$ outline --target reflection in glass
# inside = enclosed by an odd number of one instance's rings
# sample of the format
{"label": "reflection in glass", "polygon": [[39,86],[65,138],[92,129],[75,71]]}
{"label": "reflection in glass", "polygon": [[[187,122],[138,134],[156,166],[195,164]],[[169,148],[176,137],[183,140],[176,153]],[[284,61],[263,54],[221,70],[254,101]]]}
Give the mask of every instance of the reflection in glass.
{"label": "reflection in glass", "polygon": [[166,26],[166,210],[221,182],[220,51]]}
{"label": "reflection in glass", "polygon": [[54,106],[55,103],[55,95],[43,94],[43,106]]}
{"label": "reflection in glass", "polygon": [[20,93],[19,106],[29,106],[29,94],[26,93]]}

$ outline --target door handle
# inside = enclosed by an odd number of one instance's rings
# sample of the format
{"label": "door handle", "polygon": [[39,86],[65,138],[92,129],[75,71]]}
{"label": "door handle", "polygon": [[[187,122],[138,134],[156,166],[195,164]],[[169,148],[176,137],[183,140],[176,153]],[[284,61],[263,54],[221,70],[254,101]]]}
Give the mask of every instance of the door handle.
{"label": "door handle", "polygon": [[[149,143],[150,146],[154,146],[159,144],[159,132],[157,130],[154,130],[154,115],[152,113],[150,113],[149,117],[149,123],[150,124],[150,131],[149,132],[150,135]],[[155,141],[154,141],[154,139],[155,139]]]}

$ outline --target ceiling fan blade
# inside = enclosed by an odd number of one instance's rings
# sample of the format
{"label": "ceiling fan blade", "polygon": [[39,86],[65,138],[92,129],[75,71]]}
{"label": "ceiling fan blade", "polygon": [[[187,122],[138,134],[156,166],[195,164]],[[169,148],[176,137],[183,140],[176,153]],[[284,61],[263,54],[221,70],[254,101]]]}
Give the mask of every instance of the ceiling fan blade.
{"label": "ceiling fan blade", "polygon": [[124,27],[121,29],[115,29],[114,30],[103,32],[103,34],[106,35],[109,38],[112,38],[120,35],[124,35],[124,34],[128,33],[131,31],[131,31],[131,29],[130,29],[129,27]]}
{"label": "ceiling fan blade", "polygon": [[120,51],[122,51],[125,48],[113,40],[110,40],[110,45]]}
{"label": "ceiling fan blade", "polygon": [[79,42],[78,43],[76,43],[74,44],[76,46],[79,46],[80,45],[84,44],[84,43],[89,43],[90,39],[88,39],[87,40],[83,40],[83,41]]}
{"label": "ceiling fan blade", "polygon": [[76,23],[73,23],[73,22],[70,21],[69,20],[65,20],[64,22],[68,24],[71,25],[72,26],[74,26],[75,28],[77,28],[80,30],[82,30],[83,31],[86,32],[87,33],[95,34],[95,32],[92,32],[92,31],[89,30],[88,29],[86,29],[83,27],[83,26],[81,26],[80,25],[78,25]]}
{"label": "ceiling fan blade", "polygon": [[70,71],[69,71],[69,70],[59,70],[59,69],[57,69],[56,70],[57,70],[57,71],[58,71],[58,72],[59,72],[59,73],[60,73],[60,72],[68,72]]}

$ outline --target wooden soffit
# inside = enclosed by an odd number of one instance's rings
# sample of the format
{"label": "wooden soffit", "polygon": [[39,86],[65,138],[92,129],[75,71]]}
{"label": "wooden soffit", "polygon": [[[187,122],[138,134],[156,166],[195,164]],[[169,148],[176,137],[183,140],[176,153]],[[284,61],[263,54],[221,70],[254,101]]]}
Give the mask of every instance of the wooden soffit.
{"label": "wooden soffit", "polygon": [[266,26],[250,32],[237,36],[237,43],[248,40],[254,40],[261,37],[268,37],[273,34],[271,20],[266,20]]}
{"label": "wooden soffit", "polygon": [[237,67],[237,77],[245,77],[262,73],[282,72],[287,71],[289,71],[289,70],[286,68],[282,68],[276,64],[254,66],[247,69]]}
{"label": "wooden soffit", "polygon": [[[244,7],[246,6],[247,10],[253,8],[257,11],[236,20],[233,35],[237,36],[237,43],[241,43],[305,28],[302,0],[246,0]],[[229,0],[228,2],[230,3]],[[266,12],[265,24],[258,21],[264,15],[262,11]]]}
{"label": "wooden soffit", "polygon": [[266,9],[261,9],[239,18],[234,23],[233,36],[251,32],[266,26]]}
──────────
GOAL:
Print out every entry, keeping each one exact.

EXPECTED OUTPUT:
$ outline --target reflection in glass
# inside = enclosed by an odd number of one instance's rings
# sample of the format
{"label": "reflection in glass", "polygon": [[39,86],[65,138],[92,129],[75,71]]}
{"label": "reflection in glass", "polygon": [[[187,122],[138,134],[156,166],[195,164]],[[169,148],[176,137],[183,140],[176,153]],[[284,61],[263,54],[221,70],[254,101]]]}
Give the mask of every instance of the reflection in glass.
{"label": "reflection in glass", "polygon": [[166,26],[166,210],[221,182],[220,51]]}
{"label": "reflection in glass", "polygon": [[54,106],[55,103],[55,95],[43,94],[43,106]]}
{"label": "reflection in glass", "polygon": [[20,93],[19,106],[29,106],[29,94],[26,93]]}

$ outline --target door handle
# inside = enclosed by an odd number of one instance's rings
# sample of the format
{"label": "door handle", "polygon": [[39,86],[65,138],[92,129],[75,71]]}
{"label": "door handle", "polygon": [[[187,122],[138,134],[156,166],[195,164]],[[169,148],[176,137],[183,140],[176,153]],[[284,61],[263,54],[221,70],[254,101]]]}
Give the mask of every instance of the door handle.
{"label": "door handle", "polygon": [[[149,143],[150,146],[154,146],[159,144],[159,132],[157,130],[154,130],[154,115],[152,113],[150,113],[149,117],[149,123],[150,124],[150,131],[149,132],[150,135]],[[155,141],[154,141],[154,139],[155,139]]]}

$ outline --target ceiling fan blade
# inside = enclosed by an odd number of one instance's rings
# sample of the format
{"label": "ceiling fan blade", "polygon": [[39,86],[65,138],[92,129],[75,71]]}
{"label": "ceiling fan blade", "polygon": [[[187,122],[138,134],[156,166],[195,164]],[[169,148],[176,137],[183,140],[176,153]],[[284,61],[263,54],[221,70],[254,101]]]}
Give the mask of every instance of the ceiling fan blade.
{"label": "ceiling fan blade", "polygon": [[124,27],[121,29],[115,29],[114,30],[103,32],[103,34],[106,35],[109,38],[112,38],[120,35],[124,35],[124,34],[128,33],[131,31],[131,31],[131,29],[130,29],[129,27]]}
{"label": "ceiling fan blade", "polygon": [[120,51],[122,51],[125,48],[113,40],[110,40],[110,45]]}
{"label": "ceiling fan blade", "polygon": [[79,42],[78,43],[76,43],[74,44],[76,46],[79,46],[80,45],[84,44],[84,43],[89,43],[90,39],[88,39],[87,40],[83,40],[83,41]]}
{"label": "ceiling fan blade", "polygon": [[76,23],[73,23],[73,22],[70,21],[69,20],[65,20],[64,22],[68,24],[71,25],[72,26],[74,26],[75,28],[77,28],[80,30],[82,30],[83,31],[86,32],[87,33],[95,34],[95,32],[92,32],[92,31],[89,30],[88,29],[86,29],[83,27],[83,26],[81,26],[80,25],[78,25]]}
{"label": "ceiling fan blade", "polygon": [[70,71],[69,71],[69,70],[59,70],[59,69],[57,69],[56,70],[57,70],[57,71],[58,71],[58,72],[59,72],[59,73],[60,73],[60,72],[68,72]]}

$ outline --target wooden soffit
# inside = enclosed by an odd number of one instance's rings
# sample of the format
{"label": "wooden soffit", "polygon": [[39,86],[65,138],[92,129],[75,71]]}
{"label": "wooden soffit", "polygon": [[[187,122],[138,134],[156,166],[195,164]],[[169,148],[176,137],[183,140],[176,153]],[[284,61],[263,54],[221,70],[254,101]]]}
Give the mask of every instance of the wooden soffit.
{"label": "wooden soffit", "polygon": [[266,26],[250,32],[237,36],[237,43],[248,40],[254,40],[261,37],[268,37],[273,34],[271,20],[266,20]]}
{"label": "wooden soffit", "polygon": [[237,67],[237,77],[245,77],[262,73],[282,72],[287,71],[289,71],[289,70],[286,68],[282,68],[276,64],[254,66],[247,69]]}
{"label": "wooden soffit", "polygon": [[[244,7],[246,6],[247,10],[253,8],[257,11],[236,20],[233,35],[237,36],[237,43],[241,43],[305,28],[302,0],[246,0]],[[229,0],[228,2],[230,3]],[[266,12],[265,24],[258,21],[264,15],[262,11]]]}
{"label": "wooden soffit", "polygon": [[266,9],[261,9],[239,18],[234,23],[233,36],[251,32],[266,26]]}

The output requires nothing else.